> Extract to read:
:::::
DDA Data Processing from Mass Spec
02/05/2017
Data processing steps after Mass Spectrometry
I carried out all of my data processing by using ssh
to remote login to Emu in the Roberts Lab. The following programs were installed to run the DDA proteomics analyses: Comet, Trans Proteomic Pipeline (Peptide and Protein Prophet), and Abacus. To use Jupyter Notebook to document my progress I tunnelled into Emu using the following procedure:
- Open a Git Bash terminal locally and enter the following code:
ssh -N -L localhost:8000:localhost:7000 srlab@128.95.149.195
-
Enter password when prompted
-
Terminal is active but it won’t return any command prompt. You have created a tunnel into Emu. To start ipython on Emu
-
Open a new Git Bash terminal, but keep the first one open.
-
Enter
ssh srlab@128.95.149.195
-
Enter password when prompted
-
Enter
ipython notebook --no-browser --port=7000
-
Now you are remotely logged into Emu and have started ipython without the browser.
-
Open a browser locally and enter
localhost:8000
-
This will open Jupyter in your browser on the Emu machine. It will prompt you for the token which you can find in the second Git Bash terminal you opened.
:::::
> Activity A:
In the DDA data processing notes, which programs were installed on Emu to run the proteomics analyses?
> Activity B:
Continue the DDA data processing notes from their last sentence.
:::::
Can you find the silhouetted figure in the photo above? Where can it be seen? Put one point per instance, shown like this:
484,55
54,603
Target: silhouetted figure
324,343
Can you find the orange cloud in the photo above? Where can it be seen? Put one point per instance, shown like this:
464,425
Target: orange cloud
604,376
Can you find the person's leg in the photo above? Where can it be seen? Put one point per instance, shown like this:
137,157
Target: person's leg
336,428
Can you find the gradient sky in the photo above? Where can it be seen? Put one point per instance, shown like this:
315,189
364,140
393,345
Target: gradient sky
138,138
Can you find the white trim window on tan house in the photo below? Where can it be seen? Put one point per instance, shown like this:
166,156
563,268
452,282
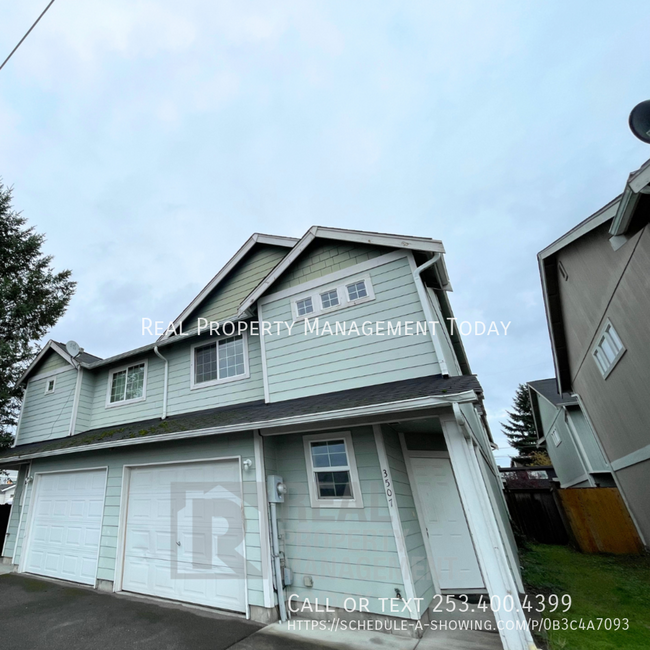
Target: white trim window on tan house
595,287
219,433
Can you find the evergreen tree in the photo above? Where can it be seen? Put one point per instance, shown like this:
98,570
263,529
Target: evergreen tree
32,299
520,428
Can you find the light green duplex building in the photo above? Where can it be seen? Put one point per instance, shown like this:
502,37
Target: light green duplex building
313,364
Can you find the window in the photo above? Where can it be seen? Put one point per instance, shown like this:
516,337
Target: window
219,361
127,384
609,349
329,299
324,300
304,306
334,481
357,290
555,437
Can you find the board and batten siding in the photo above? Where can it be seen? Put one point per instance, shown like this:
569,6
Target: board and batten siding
47,416
347,552
212,447
414,540
225,299
300,364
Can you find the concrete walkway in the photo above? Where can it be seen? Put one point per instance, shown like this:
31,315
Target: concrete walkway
280,634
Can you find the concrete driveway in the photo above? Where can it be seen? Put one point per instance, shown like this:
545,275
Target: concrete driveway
44,615
40,615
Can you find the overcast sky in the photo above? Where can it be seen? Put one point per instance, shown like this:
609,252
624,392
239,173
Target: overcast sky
149,140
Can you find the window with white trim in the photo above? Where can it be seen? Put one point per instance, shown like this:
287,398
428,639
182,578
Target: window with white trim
304,306
555,437
333,477
357,290
218,361
609,349
127,384
327,299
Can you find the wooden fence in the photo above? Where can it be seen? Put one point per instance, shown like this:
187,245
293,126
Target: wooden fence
599,521
536,514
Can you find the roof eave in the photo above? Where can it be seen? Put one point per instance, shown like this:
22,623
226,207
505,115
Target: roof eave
468,396
358,236
257,238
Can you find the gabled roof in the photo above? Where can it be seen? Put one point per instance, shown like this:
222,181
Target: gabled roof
424,244
83,358
620,212
547,388
257,238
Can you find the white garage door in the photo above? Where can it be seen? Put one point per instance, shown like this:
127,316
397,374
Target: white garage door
184,534
66,525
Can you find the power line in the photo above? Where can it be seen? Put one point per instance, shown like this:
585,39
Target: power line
26,35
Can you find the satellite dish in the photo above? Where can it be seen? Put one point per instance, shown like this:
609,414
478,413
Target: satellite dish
640,121
72,348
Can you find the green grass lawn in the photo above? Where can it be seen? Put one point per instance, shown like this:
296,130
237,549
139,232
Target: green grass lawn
600,586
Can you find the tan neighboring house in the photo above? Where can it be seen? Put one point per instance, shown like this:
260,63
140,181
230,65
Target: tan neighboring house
596,284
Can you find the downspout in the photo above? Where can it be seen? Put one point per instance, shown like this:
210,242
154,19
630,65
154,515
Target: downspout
276,563
160,356
77,395
428,311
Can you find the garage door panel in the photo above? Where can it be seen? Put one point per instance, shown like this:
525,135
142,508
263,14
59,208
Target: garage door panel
64,542
192,556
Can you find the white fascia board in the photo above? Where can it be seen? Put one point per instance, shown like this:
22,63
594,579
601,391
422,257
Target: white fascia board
381,239
604,214
356,236
284,264
641,178
257,238
339,414
50,345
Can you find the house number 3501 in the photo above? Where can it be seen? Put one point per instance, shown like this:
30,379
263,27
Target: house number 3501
389,488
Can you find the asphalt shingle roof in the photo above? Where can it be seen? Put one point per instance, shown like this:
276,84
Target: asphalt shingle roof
548,388
258,412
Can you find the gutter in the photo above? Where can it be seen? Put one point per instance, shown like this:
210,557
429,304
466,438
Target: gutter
374,409
165,382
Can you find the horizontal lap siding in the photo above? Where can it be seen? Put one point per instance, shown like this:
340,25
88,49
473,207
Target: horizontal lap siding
226,298
306,364
348,553
417,554
212,447
47,416
323,257
86,399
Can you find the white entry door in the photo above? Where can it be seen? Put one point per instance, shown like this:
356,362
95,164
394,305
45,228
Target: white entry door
185,535
451,544
63,541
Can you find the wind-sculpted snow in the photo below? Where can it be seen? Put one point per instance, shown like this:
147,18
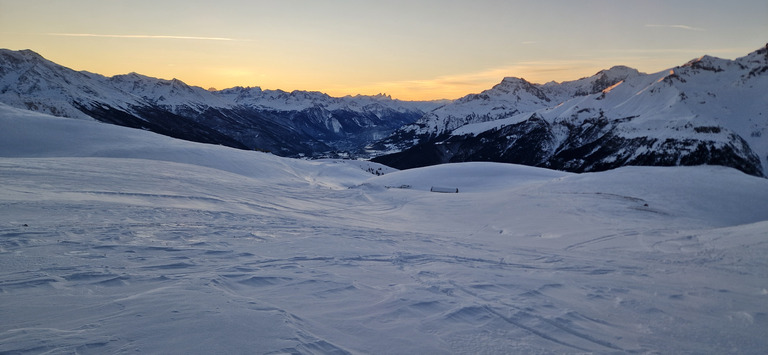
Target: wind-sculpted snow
115,240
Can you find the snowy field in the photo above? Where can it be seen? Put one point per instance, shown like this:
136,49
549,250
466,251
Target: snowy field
115,240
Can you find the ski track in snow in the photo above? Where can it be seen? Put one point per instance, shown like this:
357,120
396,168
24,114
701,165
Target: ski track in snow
117,255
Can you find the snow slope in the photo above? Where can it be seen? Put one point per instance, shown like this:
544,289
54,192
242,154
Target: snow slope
115,240
707,111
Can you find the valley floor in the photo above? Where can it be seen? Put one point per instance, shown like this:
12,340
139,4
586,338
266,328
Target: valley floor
130,242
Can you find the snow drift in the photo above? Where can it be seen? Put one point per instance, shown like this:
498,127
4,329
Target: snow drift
115,240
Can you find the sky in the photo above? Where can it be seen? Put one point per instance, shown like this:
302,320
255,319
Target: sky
411,50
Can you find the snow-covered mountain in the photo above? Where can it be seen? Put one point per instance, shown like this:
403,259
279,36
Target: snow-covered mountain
707,111
116,240
286,123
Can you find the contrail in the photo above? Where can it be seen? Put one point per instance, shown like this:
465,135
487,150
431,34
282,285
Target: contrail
682,27
143,36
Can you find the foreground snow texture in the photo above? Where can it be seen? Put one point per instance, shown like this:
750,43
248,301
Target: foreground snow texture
115,240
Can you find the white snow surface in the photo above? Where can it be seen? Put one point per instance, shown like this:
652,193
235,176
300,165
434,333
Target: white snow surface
115,240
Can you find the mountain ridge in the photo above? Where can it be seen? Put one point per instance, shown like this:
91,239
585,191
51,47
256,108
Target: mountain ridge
296,123
706,111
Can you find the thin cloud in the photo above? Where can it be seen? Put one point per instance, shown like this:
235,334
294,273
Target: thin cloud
:::::
> Answer area A:
Comet, Trans Proteomic Pipeline (Peptide and Protein Prophet), and Abacus.

> Answer area B:
1) The MS creates .raw files (which I stored on Owl) and to run peptide searches in Comet you should convert the files into .mzXML files. I saved these files in a local directory on Emu. I did this for all my files by running the following code:
for file in ~/Documents/rhonda2016oyster/trochophora/C_gigas_proteome2016/20161205Sample*.raw
do
no_path=${file##*/}
no_ext=${no_path%.raw}
WINEPREFIX=~/.wine32 wine ReAdW.2016010.msfilereader.exe "no_ext".mzXML
done
See Jupyter notebook
2) Next you will run a program called Comet which will search your .mzXML files against a protein sequence database. For this step you will need three items:
- A protein database for your target organism, in my case a Crassostrea gigas proteome (contigs.fasta.transdecoder.pep) with the addition of three contaminant files (contam.other, contam.human, and contam.bovin). I added the contaminant files using the following code:
!cat contam.bovin contam.human contam.other contigs.fasta.transdecoder.pep > contigs_contam.fasta.transdecoder.pep
-
Your .mzXML files in one directory (excluding blanks and QCs)
-
A comet.params files which I downloaded from this website. I chose the comet.params.high-low high res MS1 and low res MS2 e.g. Velos-Orbitrap.
All these files need to be in the same directory. Comet will produce pep.xml files for all your samples.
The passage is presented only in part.